● **LESETEXT**:
§ §

Was ist dran am Elektrosmog
Winfried Mueller, www.reintechnisch.de, Start: 28.01.2004, Stand: 22.11.2004
Das Thema Elektrosmog wird noch relativ selten in der Öffentlichkeit diskutiert. Viele bekommen es nur am Rande mit. Wenn darüber berichtet wird, so steht eine Frage oft im Mittelpunkt: "Sind die elektromagnetischen Felder von Handys, Handymasten, Hochspannungsmasten, Netzleitungen usw. gefährlich für den Menschen?"
Es gibt hier sehr widersprüchliche Aussagen. Manche behaupten, dass von all diesen Dingen keinerlei Gefahr ausgeht, weil sie die gesetzlichen Grenzwerte einhalten. Andere sagen, dass eine große gesundheitliche Bedrohung vorliegt, die man ernst nehmen muss.
Wo liegt nun die Wahrheit? Ich habe mich in den letzten Monaten recht ausführlich mit dem Phänomen beschäftigt. Hierzu habe ich ein dutzend Bücher gelesen, viel im Internet recherchiert, mit einigen Menschen online diskutiert, persönliche Gespräche mit Betroffenen geführt und vor allem viel experimentiert, gemessen und getestet.
Ich hätte Ihnen an diesem Punkt gerne eine eindeutige Antwort gegeben, ein klares "Ja - gefährlich" oder "Nein - unbedenklich". Doch so einfach ist das Thema leider nicht zu packen.

§ §

● **KURZE AUFGABE 1**: Entnimm dem Text über Elektrosmog wörtlich den Abschnitt, der mit „Ich hätte Ihnen“ beginnt und bis einschließlich „nicht zu packen.“ reicht.
● **KURZE AUFGABE 2**: Sammle aus den Einträgen jede Zeile, die die Zeichenfolge „wall“ enthält. Achte dabei auf Groß- und Kleinschreibung.

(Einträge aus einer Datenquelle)

§ §

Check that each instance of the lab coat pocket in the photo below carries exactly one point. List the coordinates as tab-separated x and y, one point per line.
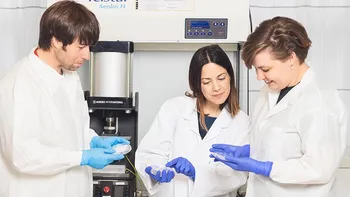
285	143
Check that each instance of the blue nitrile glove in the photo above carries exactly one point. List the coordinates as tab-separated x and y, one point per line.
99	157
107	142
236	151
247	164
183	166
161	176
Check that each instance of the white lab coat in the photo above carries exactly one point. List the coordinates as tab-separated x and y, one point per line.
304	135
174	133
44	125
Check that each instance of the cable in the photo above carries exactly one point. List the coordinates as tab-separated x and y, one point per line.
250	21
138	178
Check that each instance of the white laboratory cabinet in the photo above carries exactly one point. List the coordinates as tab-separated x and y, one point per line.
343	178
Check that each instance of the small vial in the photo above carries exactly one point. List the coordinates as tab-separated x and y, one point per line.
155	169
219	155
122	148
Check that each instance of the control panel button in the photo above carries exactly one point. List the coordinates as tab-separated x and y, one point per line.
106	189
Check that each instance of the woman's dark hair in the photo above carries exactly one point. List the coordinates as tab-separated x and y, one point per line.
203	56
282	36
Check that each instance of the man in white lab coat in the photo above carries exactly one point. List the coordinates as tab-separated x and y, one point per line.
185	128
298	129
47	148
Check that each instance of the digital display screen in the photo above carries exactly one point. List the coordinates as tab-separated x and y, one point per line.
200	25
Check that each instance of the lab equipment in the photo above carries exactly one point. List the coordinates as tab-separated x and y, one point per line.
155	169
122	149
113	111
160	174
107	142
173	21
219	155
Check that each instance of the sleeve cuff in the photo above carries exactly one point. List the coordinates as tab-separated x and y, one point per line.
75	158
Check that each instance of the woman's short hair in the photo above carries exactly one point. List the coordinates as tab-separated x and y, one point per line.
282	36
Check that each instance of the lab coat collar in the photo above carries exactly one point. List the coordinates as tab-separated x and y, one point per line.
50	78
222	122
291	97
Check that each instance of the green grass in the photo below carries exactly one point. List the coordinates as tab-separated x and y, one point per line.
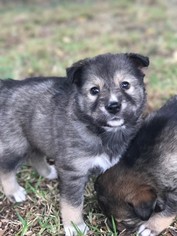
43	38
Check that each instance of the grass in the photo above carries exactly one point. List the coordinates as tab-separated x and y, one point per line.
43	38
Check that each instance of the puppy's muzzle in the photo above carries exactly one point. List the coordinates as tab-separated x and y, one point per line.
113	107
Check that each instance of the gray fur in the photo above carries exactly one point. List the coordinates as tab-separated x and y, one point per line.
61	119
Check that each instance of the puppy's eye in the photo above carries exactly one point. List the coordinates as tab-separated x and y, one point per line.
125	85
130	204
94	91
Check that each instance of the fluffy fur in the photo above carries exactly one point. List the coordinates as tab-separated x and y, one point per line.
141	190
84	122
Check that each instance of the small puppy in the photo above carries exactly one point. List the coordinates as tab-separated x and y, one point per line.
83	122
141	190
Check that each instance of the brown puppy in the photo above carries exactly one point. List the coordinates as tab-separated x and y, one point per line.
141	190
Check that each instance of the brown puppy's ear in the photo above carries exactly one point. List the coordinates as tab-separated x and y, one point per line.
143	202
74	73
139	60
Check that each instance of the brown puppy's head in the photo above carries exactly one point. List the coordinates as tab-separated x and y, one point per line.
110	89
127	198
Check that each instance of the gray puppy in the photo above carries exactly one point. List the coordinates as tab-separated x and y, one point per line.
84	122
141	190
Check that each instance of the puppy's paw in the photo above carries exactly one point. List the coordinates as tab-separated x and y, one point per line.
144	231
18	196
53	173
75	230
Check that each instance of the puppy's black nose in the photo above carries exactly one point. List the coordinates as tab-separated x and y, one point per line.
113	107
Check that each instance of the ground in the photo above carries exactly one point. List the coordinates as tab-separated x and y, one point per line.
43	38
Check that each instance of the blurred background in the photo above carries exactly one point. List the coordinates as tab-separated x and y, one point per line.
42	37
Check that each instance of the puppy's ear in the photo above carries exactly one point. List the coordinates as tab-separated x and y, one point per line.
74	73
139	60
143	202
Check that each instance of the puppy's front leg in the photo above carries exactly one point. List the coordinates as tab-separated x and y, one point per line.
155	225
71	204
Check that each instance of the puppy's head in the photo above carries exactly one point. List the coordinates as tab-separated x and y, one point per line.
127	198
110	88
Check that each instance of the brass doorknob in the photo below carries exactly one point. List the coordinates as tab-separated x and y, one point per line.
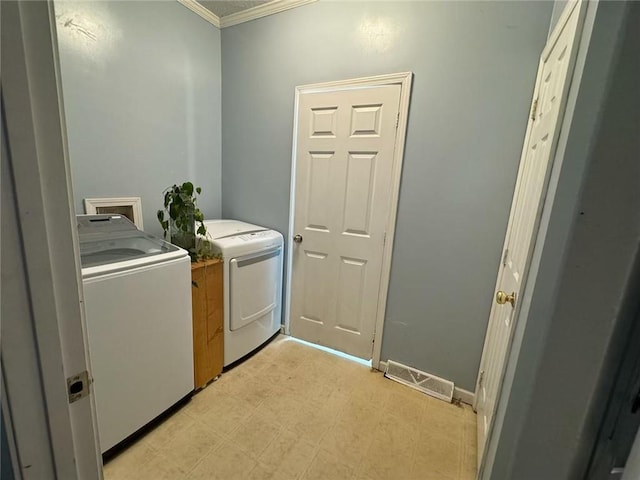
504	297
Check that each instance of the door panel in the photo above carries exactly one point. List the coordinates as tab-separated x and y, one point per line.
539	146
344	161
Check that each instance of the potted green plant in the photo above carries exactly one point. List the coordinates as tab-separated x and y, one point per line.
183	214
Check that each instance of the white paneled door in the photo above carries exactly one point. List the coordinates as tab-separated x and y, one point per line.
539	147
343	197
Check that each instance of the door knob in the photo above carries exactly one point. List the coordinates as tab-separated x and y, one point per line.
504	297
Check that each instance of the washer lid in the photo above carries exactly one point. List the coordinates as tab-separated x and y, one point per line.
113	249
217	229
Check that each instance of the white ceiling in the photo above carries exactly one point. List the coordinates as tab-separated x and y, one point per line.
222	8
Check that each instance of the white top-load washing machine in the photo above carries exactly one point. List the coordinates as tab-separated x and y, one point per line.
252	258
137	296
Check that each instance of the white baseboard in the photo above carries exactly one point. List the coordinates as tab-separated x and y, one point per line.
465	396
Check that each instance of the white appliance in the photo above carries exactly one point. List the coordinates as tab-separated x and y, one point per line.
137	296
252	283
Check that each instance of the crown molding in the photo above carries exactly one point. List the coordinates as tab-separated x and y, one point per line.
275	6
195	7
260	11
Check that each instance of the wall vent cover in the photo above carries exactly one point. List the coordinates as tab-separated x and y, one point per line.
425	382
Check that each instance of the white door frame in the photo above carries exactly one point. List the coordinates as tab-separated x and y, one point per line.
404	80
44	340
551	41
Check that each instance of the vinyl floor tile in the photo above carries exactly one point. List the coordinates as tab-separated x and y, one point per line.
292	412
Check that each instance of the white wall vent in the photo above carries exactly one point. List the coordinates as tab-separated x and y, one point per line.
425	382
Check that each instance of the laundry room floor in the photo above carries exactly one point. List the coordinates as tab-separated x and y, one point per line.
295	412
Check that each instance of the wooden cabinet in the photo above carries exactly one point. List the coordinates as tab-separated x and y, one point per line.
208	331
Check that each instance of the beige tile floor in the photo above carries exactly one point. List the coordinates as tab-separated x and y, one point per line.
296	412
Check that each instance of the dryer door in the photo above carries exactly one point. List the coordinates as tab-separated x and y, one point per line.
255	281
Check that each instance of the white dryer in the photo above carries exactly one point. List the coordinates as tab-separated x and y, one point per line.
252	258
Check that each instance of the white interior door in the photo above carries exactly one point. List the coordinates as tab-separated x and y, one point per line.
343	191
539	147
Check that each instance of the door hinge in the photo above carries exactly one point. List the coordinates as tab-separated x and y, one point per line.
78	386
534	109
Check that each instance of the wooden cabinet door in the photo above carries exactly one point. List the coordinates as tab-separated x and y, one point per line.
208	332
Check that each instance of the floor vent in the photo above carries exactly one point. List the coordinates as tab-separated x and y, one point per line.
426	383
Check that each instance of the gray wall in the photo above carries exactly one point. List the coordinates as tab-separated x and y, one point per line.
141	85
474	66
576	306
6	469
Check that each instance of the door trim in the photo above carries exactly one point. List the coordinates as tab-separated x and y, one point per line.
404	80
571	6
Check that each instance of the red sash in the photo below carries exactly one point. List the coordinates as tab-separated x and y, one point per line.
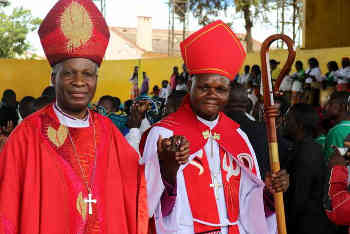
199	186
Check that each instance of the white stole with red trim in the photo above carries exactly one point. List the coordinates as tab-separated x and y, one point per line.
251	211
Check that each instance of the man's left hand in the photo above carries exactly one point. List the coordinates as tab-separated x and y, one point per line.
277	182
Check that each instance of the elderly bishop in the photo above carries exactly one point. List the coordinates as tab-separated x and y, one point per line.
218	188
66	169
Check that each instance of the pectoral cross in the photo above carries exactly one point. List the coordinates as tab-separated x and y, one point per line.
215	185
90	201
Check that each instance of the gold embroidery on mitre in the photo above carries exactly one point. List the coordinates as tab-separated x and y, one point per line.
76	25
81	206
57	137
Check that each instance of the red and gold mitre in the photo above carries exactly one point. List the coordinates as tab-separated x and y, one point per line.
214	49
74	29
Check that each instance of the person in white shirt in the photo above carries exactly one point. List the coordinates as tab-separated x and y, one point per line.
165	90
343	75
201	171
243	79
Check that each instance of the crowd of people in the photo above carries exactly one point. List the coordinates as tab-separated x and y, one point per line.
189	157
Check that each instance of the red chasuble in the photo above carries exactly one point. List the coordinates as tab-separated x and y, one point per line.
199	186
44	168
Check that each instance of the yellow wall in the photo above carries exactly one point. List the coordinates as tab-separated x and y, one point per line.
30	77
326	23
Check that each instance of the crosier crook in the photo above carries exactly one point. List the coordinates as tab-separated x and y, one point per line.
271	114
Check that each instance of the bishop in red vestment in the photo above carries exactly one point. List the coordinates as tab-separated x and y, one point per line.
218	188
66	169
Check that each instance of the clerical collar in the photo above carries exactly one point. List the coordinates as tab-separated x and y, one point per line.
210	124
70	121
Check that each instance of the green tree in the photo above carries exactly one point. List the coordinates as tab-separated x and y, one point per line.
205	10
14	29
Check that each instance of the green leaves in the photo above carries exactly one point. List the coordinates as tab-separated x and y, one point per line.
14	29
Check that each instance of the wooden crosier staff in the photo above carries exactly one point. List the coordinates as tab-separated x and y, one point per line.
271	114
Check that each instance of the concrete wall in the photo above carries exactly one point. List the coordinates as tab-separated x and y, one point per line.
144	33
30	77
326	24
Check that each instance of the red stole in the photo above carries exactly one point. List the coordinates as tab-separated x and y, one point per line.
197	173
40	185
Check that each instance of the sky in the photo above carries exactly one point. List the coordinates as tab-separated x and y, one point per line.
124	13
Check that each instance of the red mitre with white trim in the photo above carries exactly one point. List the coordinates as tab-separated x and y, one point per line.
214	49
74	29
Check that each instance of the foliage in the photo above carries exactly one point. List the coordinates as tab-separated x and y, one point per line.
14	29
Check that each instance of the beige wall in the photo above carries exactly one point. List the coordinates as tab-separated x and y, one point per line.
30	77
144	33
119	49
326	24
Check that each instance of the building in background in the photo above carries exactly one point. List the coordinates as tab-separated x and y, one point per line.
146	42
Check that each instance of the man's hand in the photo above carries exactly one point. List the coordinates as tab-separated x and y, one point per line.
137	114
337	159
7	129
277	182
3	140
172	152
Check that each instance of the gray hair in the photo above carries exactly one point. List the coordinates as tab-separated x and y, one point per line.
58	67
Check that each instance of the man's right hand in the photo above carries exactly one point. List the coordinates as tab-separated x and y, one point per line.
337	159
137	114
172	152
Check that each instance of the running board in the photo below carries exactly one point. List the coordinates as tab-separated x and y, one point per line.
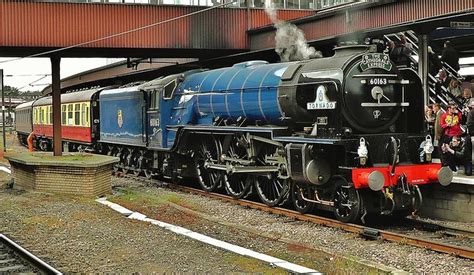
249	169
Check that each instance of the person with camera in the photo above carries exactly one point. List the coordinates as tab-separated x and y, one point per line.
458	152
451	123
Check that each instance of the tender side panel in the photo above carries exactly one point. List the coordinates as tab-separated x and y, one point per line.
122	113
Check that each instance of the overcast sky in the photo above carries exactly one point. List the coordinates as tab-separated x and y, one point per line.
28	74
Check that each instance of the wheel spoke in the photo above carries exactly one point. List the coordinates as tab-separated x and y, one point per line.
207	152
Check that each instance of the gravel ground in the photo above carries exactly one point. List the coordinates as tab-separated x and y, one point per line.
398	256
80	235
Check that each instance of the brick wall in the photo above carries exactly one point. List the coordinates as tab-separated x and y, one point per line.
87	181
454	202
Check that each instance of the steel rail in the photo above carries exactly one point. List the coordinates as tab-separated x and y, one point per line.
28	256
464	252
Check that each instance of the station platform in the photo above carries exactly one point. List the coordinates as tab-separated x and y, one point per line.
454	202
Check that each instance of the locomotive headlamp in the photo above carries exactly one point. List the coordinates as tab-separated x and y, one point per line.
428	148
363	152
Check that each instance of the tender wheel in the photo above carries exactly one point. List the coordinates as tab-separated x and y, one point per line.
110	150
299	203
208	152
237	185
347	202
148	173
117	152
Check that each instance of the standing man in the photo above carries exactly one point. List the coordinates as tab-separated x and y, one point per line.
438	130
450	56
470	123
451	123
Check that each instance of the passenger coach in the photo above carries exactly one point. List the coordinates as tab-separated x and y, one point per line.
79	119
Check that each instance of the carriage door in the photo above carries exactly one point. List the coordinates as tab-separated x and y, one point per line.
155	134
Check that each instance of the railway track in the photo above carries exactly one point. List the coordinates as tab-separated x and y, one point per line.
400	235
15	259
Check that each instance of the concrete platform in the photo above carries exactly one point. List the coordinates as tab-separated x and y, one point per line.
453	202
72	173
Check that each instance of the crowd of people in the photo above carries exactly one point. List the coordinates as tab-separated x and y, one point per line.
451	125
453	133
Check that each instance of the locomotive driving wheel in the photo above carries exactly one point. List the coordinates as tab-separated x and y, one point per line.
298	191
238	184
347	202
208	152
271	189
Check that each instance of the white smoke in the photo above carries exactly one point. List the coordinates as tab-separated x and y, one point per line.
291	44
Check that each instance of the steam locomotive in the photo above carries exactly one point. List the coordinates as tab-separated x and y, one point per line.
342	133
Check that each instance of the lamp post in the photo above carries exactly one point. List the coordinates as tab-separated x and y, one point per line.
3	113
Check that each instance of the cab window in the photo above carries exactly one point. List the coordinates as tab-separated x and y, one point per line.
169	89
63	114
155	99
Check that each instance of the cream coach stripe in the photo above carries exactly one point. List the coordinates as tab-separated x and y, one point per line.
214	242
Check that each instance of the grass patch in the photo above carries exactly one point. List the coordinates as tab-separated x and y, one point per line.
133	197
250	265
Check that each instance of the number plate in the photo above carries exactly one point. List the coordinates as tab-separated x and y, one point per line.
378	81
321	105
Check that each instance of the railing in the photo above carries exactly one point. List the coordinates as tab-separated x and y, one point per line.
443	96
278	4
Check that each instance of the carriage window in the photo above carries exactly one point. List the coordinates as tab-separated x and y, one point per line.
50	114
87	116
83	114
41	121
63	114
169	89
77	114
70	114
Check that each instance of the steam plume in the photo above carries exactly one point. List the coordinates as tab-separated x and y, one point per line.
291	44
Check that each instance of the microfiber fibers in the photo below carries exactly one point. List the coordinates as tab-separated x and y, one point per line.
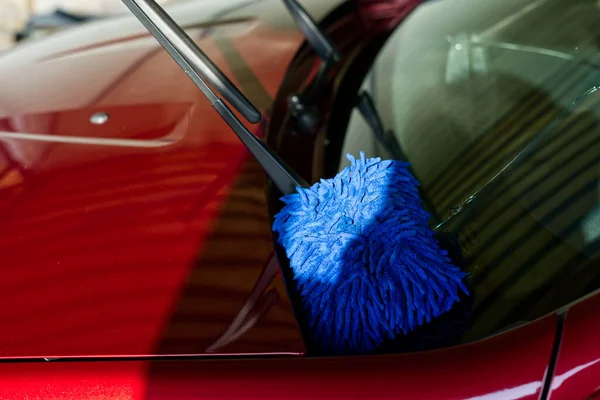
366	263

§ §

● **RICHTIGE ANTWORT 1**:
Ich hätte Ihnen an diesem Punkt gerne eine eindeutige Antwort gegeben, ein klares "Ja - gefährlich" oder "Nein - unbedenklich". Doch so einfach ist das Thema leider nicht zu packen.

● **RICHTIGE ANTWORT 2**:
Check that each instance of the wall vent cover in the photo above carries exactly one point. List the coordinates as tab-separated x and y, one point per line.
Check that each instance of the white wall vent in the photo above carries exactly one point. List the coordinates as tab-separated x and y, one point per line.
Check that each instance of the gray wall in the photo above carries exactly one point. List the coordinates as tab-separated x and y, one point per line.
Check that each instance of the yellow wall in the photo above carries exactly one point. List the coordinates as tab-separated x and y, one point per line.
Check that each instance of the concrete wall in the photo above carries exactly one point. List the coordinates as tab-separated x and y, one point per line.
Check that each instance of the beige wall in the photo above carries exactly one point. List the coordinates as tab-separated x and y, one point per line.
Check that each instance of the brick wall in the photo above carries exactly one point. List the coordinates as tab-separated x and y, one point per line.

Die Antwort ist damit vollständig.